__TASK OBJECTIVE__. Reproduce word for word the passage of the forum thread below that starts at "I surely would" and ends at "a thought :)".

__TEXT SHOWN__.

I surely would not advise to step into this product myself. Our company is using IBM WebSphere.
Hans van Buuren
Senior Systems Architect -
Oracle´s future[ Go to top ]
- Posted by: Markus Blumrich
- Posted on: May 24 2002 10:42 EDT
- in response to Hans van Buuren
Can you imagine if Microsoft had put a decent J2EE app server on the market from the beginning? They'd be further ahead than with trying to re-invent the wheel.
The .NET decision has permanently opened the door for others like BEA, Oracle etc.
just a thought :)
Markus -
.NET's future[ Go to top ]
- Posted by: Krishnan Subramanian
- Posted on: May 24 2002 13:07 EDT
- in response to Markus Blumrich
They'd be further ahead than with trying to re-invent
> the wheel
First of all, before I get flamed - I should admit that I'm primarily a J2EE/CORBA guy, and I was at the BorCon (Borland Conference) at LA this week where Microsoft was a sponsor (among others including J2EE vendors). There were quite a lot of sessions (very few from M$ though) on the .NET framework and I must admit I was quite impressed.

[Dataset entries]
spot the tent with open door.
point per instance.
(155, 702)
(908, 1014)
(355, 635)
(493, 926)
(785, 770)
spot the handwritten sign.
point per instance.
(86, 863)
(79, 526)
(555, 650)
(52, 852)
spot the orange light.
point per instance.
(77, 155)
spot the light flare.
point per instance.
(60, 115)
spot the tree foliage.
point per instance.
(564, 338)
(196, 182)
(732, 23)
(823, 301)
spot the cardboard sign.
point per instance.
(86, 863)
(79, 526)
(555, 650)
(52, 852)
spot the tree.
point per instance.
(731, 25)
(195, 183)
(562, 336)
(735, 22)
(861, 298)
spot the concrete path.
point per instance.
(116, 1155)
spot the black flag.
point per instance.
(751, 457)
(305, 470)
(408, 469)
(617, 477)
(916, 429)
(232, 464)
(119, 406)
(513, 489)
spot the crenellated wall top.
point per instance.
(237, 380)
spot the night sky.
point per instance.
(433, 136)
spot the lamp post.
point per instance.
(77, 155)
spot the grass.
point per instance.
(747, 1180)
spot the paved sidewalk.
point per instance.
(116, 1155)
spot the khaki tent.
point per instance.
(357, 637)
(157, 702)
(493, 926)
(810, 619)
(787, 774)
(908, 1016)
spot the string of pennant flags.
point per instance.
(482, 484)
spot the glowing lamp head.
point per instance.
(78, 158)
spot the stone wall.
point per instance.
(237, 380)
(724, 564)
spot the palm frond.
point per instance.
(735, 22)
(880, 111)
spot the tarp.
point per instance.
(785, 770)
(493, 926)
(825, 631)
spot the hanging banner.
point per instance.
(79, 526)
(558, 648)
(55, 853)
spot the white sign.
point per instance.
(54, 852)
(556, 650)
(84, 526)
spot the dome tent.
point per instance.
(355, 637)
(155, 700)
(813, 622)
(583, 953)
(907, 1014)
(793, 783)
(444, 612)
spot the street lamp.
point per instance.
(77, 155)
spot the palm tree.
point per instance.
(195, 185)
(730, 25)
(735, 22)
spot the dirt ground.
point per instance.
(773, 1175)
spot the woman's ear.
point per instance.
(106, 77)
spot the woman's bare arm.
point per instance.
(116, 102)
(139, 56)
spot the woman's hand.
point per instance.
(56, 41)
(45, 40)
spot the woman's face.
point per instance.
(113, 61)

__FINAL ANSWER__.
I surely would not advise to step into this product myself. Our company is using IBM WebSphere.
Hans van Buuren
Senior Systems Architect -
Oracle´s future[ Go to top ]
- Posted by: Markus Blumrich
- Posted on: May 24 2002 10:42 EDT
- in response to Hans van Buuren
Can you imagine if Microsoft had put a decent J2EE app server on the market from the beginning? They'd be further ahead than with trying to re-invent the wheel.
The .NET decision has permanently opened the door for others like BEA, Oracle etc.
just a thought :)